[The input]
--- START ---

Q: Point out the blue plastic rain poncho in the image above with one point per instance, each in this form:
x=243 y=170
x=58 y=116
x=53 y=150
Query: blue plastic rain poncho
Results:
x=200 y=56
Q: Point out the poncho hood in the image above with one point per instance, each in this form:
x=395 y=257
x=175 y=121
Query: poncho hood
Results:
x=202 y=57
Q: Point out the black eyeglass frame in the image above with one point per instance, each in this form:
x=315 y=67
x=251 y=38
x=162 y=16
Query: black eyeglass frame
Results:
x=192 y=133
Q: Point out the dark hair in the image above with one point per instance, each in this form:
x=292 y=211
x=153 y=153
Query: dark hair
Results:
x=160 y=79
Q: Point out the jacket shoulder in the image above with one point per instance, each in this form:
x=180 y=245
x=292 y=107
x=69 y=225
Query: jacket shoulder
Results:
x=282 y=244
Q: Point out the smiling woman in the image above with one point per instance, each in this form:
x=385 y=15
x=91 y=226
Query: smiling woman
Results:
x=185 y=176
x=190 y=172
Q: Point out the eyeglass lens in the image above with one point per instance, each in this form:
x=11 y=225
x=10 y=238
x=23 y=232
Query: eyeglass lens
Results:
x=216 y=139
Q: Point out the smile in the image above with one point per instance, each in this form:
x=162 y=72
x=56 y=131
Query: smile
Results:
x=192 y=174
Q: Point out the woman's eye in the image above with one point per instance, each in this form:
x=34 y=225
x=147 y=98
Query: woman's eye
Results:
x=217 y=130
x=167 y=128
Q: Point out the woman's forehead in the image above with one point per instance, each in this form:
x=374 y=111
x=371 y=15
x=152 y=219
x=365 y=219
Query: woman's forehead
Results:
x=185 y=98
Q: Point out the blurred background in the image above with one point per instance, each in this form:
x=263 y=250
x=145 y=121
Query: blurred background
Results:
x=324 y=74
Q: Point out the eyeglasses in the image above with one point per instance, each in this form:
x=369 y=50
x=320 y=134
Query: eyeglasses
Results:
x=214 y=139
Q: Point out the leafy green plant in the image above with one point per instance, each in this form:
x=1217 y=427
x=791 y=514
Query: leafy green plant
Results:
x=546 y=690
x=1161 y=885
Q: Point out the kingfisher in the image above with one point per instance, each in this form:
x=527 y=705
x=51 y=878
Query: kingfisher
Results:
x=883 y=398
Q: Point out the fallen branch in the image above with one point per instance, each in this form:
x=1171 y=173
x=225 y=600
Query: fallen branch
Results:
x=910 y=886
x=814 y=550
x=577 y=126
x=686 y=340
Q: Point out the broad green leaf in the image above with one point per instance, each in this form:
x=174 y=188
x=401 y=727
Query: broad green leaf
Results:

--- END ---

[Written request]
Set down all of the material above again, word for word and line for line.

[Answer for this exercise]
Q: Point out the blue plastic rain poncho in the image above with one point per instance, each in this form:
x=243 y=170
x=58 y=116
x=53 y=150
Query: blue plastic rain poncho
Results:
x=200 y=56
Q: Point out the poncho hood in the image above with one point per instance, each in this form:
x=395 y=257
x=175 y=121
Query: poncho hood
Results:
x=202 y=57
Q: Point out the black eyeglass frame in the image above with one point per instance, each in this form:
x=315 y=67
x=251 y=38
x=162 y=16
Query: black eyeglass frame
Results:
x=192 y=133
Q: Point out the dark hair in the image above with one point per instance, each in this form:
x=292 y=211
x=153 y=153
Query: dark hair
Results:
x=160 y=79
Q: Point out the jacket shoulder in the image above with one point per instance, each in this form:
x=180 y=245
x=292 y=107
x=69 y=225
Query: jacket shoulder
Results:
x=282 y=244
Q: Point out the smiling woman in the image above with one point per instance, each in this form:
x=385 y=15
x=91 y=226
Query: smiling woman
Results:
x=185 y=176
x=190 y=172
Q: Point out the eyeglass lens in the image above with one point per instance, each in this form:
x=11 y=225
x=10 y=238
x=23 y=232
Query: eyeglass lens
Results:
x=216 y=139
Q: Point out the smile in the image above with one point per instance, each in this form:
x=162 y=72
x=56 y=131
Query: smile
Results:
x=192 y=174
Q: Point out the woman's eye in the image above with one point per instance, each in this form:
x=34 y=225
x=147 y=98
Query: woman's eye
Results:
x=217 y=130
x=167 y=128
Q: Point out the woman's forehead in the image above with one point per instance, each in this form:
x=374 y=111
x=371 y=15
x=152 y=219
x=365 y=219
Query: woman's forehead
Results:
x=185 y=98
Q: Point out the blurred background in the image above with one point per instance, each in this form:
x=263 y=250
x=145 y=121
Query: blurred background
Results:
x=324 y=74
Q: Point out the eyeglasses in the image above with one point per instance, each in this form:
x=369 y=50
x=320 y=134
Query: eyeglasses
Results:
x=214 y=139
Q: Point out the leafy green plant in the image above with one point per instance, each in this form:
x=1217 y=427
x=791 y=514
Query: leafy green plant
Results:
x=546 y=690
x=1161 y=885
Q: Point out the kingfisher in the image above with one point per instance, each in this form:
x=527 y=705
x=51 y=878
Query: kingfisher
Results:
x=883 y=398
Q: Point out the fallen branch in the image above with one point per instance, each in this form:
x=1171 y=173
x=225 y=600
Query: fallen branch
Results:
x=910 y=886
x=814 y=550
x=577 y=126
x=686 y=340
Q: Point out the broad green leaf in the image above with one point per instance, each in this form:
x=174 y=188
x=401 y=727
Query: broad green leaf
Results:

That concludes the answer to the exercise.